--- DATASET EXTRACT ---
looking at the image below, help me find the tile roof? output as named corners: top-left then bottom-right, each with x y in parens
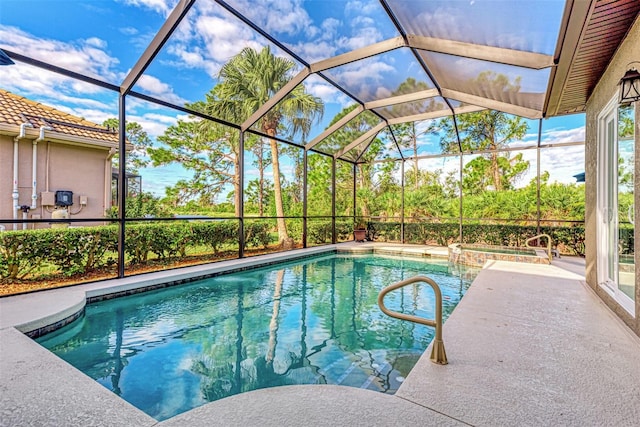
top-left (0, 88), bottom-right (118, 144)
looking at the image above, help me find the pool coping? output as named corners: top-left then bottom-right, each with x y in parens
top-left (3, 244), bottom-right (638, 426)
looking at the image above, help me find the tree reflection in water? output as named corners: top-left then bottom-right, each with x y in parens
top-left (36, 255), bottom-right (478, 420)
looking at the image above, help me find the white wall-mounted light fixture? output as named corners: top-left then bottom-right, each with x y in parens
top-left (619, 62), bottom-right (640, 103)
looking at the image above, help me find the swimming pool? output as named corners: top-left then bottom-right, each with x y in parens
top-left (36, 253), bottom-right (478, 421)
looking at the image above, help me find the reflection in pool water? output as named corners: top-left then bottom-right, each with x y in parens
top-left (36, 254), bottom-right (478, 421)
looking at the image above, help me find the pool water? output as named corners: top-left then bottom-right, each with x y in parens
top-left (36, 253), bottom-right (479, 421)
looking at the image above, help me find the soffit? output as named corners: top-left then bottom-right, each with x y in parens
top-left (546, 0), bottom-right (640, 116)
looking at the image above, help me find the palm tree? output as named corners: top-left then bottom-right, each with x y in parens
top-left (212, 46), bottom-right (323, 248)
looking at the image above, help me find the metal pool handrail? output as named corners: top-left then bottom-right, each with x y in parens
top-left (377, 275), bottom-right (448, 365)
top-left (525, 233), bottom-right (552, 260)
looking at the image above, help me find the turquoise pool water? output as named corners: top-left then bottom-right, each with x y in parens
top-left (36, 253), bottom-right (479, 421)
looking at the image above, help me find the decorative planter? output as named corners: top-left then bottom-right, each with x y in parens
top-left (353, 229), bottom-right (367, 242)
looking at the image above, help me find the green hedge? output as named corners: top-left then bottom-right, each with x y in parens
top-left (0, 219), bottom-right (613, 282)
top-left (0, 226), bottom-right (120, 280)
top-left (255, 219), bottom-right (590, 256)
top-left (306, 220), bottom-right (351, 244)
top-left (0, 220), bottom-right (274, 281)
top-left (370, 220), bottom-right (590, 256)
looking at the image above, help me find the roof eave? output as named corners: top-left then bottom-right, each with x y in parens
top-left (0, 123), bottom-right (128, 150)
top-left (544, 0), bottom-right (595, 117)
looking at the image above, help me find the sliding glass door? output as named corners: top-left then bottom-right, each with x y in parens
top-left (618, 103), bottom-right (635, 304)
top-left (597, 97), bottom-right (635, 315)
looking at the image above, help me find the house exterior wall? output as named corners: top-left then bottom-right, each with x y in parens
top-left (0, 134), bottom-right (112, 228)
top-left (585, 15), bottom-right (640, 336)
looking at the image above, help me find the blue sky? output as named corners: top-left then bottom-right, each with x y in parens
top-left (0, 0), bottom-right (585, 197)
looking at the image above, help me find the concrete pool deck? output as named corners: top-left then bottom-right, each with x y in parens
top-left (1, 243), bottom-right (639, 426)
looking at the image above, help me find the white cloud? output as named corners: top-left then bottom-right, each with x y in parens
top-left (305, 25), bottom-right (320, 39)
top-left (540, 145), bottom-right (585, 183)
top-left (305, 78), bottom-right (353, 109)
top-left (85, 37), bottom-right (108, 49)
top-left (351, 16), bottom-right (375, 28)
top-left (195, 15), bottom-right (262, 64)
top-left (145, 112), bottom-right (184, 125)
top-left (417, 156), bottom-right (460, 181)
top-left (0, 26), bottom-right (179, 128)
top-left (58, 107), bottom-right (117, 125)
top-left (118, 0), bottom-right (175, 16)
top-left (541, 126), bottom-right (585, 144)
top-left (345, 1), bottom-right (379, 16)
top-left (226, 0), bottom-right (312, 36)
top-left (321, 18), bottom-right (342, 40)
top-left (340, 26), bottom-right (383, 50)
top-left (51, 94), bottom-right (117, 113)
top-left (0, 26), bottom-right (121, 83)
top-left (0, 63), bottom-right (119, 128)
top-left (129, 31), bottom-right (156, 50)
top-left (166, 43), bottom-right (206, 69)
top-left (331, 58), bottom-right (395, 100)
top-left (306, 80), bottom-right (339, 100)
top-left (293, 41), bottom-right (337, 63)
top-left (414, 6), bottom-right (464, 40)
top-left (135, 74), bottom-right (187, 105)
top-left (119, 27), bottom-right (139, 36)
top-left (0, 61), bottom-right (119, 118)
top-left (161, 10), bottom-right (265, 78)
top-left (375, 86), bottom-right (392, 99)
top-left (177, 48), bottom-right (206, 69)
top-left (125, 111), bottom-right (180, 138)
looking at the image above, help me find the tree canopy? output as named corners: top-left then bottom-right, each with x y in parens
top-left (103, 118), bottom-right (152, 174)
top-left (437, 72), bottom-right (530, 192)
top-left (140, 62), bottom-right (584, 239)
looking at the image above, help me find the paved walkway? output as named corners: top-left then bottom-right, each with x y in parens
---
▶ _PROBLEM STATEMENT_: Copy out all the records exactly as they read, and omit the pictures.

▶ _EXERCISE RESULT_:
looking at the image below, help me find the tile roof? output as named corners: top-left then bottom-right, each with x y in parens
top-left (0, 88), bottom-right (118, 144)
looking at the image above, help me find the pool coping? output as named corners: top-left then bottom-right, each with x y in parens
top-left (3, 244), bottom-right (638, 426)
looking at the image above, help me find the tree reflection in water? output as named corners: top-left then bottom-right, each with x y in parens
top-left (36, 255), bottom-right (478, 420)
looking at the image above, help me find the white wall-mounted light fixture? output as named corners: top-left then bottom-right, each with x y in parens
top-left (619, 62), bottom-right (640, 103)
looking at the image above, help me find the swimming pool? output as named corners: top-left then bottom-right, each with x y in parens
top-left (36, 253), bottom-right (478, 421)
looking at the image above, help me find the reflection in pool water? output as named corners: top-left then bottom-right, each with x y in parens
top-left (36, 254), bottom-right (478, 421)
looking at the image above, help me find the pool water? output as named corners: top-left then bottom-right, each with x y in parens
top-left (36, 253), bottom-right (479, 421)
looking at the image above, help me find the soffit? output as named corners: top-left then bottom-right, each with x y in parens
top-left (546, 0), bottom-right (640, 116)
looking at the image above, help me find the palm tree? output as named corners: top-left then bottom-right, each with x y in parens
top-left (212, 46), bottom-right (323, 248)
looking at the image above, help me find the metal pool handrail? output as named corners: top-left then bottom-right, each with x y in parens
top-left (377, 275), bottom-right (448, 365)
top-left (525, 233), bottom-right (552, 260)
looking at the image above, help me find the turquoise pool water? output as named corners: top-left then bottom-right, each with x y in parens
top-left (36, 253), bottom-right (479, 421)
looking at the image above, help me find the decorative planter? output as named corners: top-left then bottom-right, each with x y in parens
top-left (353, 229), bottom-right (367, 242)
looking at the image above, help me find the green hedge? output as named corners: top-left then bottom-right, each with x y in parens
top-left (0, 219), bottom-right (613, 282)
top-left (0, 226), bottom-right (120, 280)
top-left (255, 219), bottom-right (590, 256)
top-left (306, 220), bottom-right (351, 244)
top-left (0, 220), bottom-right (274, 281)
top-left (370, 220), bottom-right (590, 256)
looking at the image above, help me find the roof eave? output as named corners: top-left then bottom-right, each with x y in parens
top-left (0, 123), bottom-right (128, 150)
top-left (544, 0), bottom-right (595, 117)
looking at the image above, help me find the sliding glass door? output as named corners: top-left then bottom-right, each with x y in parens
top-left (618, 103), bottom-right (635, 304)
top-left (597, 97), bottom-right (635, 315)
looking at the image above, help me find the house exterior wall? output as named corners: top-left then bottom-right, each with x y in parens
top-left (0, 134), bottom-right (112, 228)
top-left (585, 15), bottom-right (640, 336)
looking at the image above, help me find the blue sky? output as named corners: top-left then bottom-right, each with x y in parens
top-left (0, 0), bottom-right (585, 197)
looking at the image above, help me find the concrete pool deck? output as named corners: top-left then bottom-right, each with x y in parens
top-left (1, 243), bottom-right (639, 426)
looking at the image above, help me find the white cloud? output as named corners: top-left then bottom-right, each with x y in parens
top-left (305, 25), bottom-right (320, 39)
top-left (540, 145), bottom-right (585, 183)
top-left (305, 78), bottom-right (353, 109)
top-left (85, 37), bottom-right (108, 49)
top-left (351, 16), bottom-right (375, 28)
top-left (195, 15), bottom-right (262, 64)
top-left (145, 112), bottom-right (184, 125)
top-left (417, 156), bottom-right (460, 181)
top-left (0, 26), bottom-right (179, 128)
top-left (58, 107), bottom-right (117, 125)
top-left (118, 0), bottom-right (175, 16)
top-left (541, 126), bottom-right (585, 144)
top-left (345, 1), bottom-right (379, 16)
top-left (226, 0), bottom-right (312, 36)
top-left (321, 18), bottom-right (342, 40)
top-left (340, 26), bottom-right (383, 50)
top-left (51, 94), bottom-right (117, 113)
top-left (0, 26), bottom-right (121, 83)
top-left (0, 63), bottom-right (119, 128)
top-left (129, 31), bottom-right (156, 50)
top-left (166, 43), bottom-right (206, 69)
top-left (331, 58), bottom-right (395, 100)
top-left (306, 80), bottom-right (339, 100)
top-left (293, 41), bottom-right (337, 63)
top-left (414, 6), bottom-right (464, 40)
top-left (135, 74), bottom-right (187, 105)
top-left (119, 27), bottom-right (139, 36)
top-left (0, 61), bottom-right (119, 118)
top-left (161, 10), bottom-right (265, 78)
top-left (375, 86), bottom-right (392, 99)
top-left (177, 48), bottom-right (206, 69)
top-left (125, 111), bottom-right (180, 138)
looking at the image above, help me find the tree canopy? output as named corners: top-left then bottom-right, each with x y in parens
top-left (103, 118), bottom-right (152, 174)
top-left (437, 72), bottom-right (530, 192)
top-left (140, 62), bottom-right (584, 239)
looking at the image above, help me find the paved walkway? output as named corners: top-left then bottom-right, each with x y in parens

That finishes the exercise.